──────── AUSGANGSDATEN
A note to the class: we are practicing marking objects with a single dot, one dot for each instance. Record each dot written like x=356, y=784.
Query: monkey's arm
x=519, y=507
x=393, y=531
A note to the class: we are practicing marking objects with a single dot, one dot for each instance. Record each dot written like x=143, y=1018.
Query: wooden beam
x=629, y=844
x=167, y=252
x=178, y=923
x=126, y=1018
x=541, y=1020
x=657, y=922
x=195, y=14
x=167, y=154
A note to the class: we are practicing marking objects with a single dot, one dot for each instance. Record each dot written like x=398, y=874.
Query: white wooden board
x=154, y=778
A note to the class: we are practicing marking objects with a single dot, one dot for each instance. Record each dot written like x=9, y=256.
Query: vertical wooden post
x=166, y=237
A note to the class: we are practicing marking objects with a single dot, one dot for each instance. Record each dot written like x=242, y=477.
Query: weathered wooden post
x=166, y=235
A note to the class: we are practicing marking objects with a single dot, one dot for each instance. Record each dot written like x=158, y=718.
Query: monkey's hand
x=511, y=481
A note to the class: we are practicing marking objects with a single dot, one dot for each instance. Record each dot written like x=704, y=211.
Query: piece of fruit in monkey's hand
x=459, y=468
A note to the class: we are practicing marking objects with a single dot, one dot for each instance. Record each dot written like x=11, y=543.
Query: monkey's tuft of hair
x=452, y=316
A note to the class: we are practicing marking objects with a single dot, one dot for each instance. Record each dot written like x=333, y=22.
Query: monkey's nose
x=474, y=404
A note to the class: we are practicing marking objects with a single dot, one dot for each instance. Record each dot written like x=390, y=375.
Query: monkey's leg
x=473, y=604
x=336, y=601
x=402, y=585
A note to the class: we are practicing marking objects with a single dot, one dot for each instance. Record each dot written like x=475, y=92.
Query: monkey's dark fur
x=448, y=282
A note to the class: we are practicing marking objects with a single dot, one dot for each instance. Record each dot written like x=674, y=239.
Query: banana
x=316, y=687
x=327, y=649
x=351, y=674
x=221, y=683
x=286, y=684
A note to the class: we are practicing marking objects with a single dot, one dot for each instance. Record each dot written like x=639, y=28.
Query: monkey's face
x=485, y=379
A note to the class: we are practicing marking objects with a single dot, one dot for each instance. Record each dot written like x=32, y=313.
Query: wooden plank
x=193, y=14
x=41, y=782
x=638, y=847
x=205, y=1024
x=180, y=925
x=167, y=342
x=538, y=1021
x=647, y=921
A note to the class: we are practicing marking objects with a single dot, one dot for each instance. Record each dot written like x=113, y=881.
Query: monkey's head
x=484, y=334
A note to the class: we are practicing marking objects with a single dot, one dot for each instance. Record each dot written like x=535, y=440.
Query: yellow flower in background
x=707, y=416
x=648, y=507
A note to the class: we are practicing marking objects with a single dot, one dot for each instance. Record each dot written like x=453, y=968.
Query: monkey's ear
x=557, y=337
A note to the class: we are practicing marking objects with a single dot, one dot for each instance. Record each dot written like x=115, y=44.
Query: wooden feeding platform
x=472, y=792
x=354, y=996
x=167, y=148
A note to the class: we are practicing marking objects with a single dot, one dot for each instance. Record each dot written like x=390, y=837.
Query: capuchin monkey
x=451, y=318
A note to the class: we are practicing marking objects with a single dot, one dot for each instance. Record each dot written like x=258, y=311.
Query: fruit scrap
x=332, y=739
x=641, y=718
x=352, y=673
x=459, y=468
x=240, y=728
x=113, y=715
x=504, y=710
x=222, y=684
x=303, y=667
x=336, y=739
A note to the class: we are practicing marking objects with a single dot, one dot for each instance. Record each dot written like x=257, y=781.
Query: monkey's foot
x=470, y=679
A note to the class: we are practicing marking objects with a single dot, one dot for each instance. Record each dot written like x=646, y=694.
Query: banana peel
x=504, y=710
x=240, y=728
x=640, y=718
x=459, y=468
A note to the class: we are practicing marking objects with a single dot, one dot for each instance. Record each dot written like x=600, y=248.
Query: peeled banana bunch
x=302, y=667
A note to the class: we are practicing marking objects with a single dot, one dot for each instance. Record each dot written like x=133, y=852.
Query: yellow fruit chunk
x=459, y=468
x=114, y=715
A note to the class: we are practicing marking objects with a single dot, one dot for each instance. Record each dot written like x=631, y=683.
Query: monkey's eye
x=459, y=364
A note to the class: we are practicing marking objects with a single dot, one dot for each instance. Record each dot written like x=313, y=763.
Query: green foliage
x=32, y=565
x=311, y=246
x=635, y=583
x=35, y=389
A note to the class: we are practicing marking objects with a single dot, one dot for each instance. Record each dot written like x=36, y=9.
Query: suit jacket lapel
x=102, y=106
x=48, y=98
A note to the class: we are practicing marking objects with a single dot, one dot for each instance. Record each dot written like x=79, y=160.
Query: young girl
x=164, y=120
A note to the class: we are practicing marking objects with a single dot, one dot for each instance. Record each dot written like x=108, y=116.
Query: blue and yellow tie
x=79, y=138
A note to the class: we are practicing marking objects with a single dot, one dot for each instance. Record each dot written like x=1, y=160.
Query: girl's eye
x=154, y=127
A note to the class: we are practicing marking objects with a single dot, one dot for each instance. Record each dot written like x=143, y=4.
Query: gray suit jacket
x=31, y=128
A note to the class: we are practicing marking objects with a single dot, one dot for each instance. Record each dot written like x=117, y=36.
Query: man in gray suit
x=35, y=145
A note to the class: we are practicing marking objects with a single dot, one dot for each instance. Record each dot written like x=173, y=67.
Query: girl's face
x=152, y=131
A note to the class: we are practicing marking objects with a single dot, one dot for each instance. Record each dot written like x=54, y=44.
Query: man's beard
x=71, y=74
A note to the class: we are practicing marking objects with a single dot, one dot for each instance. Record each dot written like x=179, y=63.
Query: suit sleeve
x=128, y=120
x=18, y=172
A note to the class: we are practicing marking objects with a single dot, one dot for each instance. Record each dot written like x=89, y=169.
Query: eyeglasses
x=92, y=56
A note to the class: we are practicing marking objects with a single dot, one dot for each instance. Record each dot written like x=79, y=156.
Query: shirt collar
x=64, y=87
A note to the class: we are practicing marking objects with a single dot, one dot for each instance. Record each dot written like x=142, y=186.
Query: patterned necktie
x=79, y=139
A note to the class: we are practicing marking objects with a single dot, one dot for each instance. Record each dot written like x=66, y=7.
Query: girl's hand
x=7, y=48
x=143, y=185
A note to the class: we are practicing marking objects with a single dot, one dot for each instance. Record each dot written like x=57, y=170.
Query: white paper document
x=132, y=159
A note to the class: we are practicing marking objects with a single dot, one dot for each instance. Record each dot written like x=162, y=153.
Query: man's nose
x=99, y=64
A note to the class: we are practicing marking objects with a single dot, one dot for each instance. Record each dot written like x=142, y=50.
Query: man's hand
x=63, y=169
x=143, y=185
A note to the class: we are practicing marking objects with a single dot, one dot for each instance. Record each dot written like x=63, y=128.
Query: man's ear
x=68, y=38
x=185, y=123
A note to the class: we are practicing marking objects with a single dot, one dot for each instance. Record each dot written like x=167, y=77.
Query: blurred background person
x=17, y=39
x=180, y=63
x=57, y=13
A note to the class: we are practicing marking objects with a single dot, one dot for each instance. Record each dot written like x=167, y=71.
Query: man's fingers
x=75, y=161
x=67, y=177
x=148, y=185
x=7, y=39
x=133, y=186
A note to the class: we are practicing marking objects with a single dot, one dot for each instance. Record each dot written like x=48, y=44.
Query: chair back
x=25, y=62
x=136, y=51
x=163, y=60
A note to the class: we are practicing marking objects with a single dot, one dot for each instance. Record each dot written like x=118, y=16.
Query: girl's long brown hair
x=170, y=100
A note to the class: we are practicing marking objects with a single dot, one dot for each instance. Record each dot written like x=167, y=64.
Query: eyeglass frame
────────────────
__DIE AUFGABE__:
Schreib die Zeilen von der Zeile mit „like x=133, y=852.“ bis einschließlich der Zeile mit „x=459, y=364“ noch einmal ab und tausch dabei „yellow fruit chunk“ gegen „orange fruit chunk“ aus. Alles andere bleibt unverändert.

__ERGEBNIS DER AUFGABE__:
A note to the class: we are practicing marking objects with a single dot, one dot for each instance. Record each dot written like x=133, y=852.
Query: orange fruit chunk
x=459, y=468
x=114, y=715
A note to the class: we are practicing marking objects with a single dot, one dot for each instance. Record each dot written like x=631, y=683.
Query: monkey's eye
x=459, y=364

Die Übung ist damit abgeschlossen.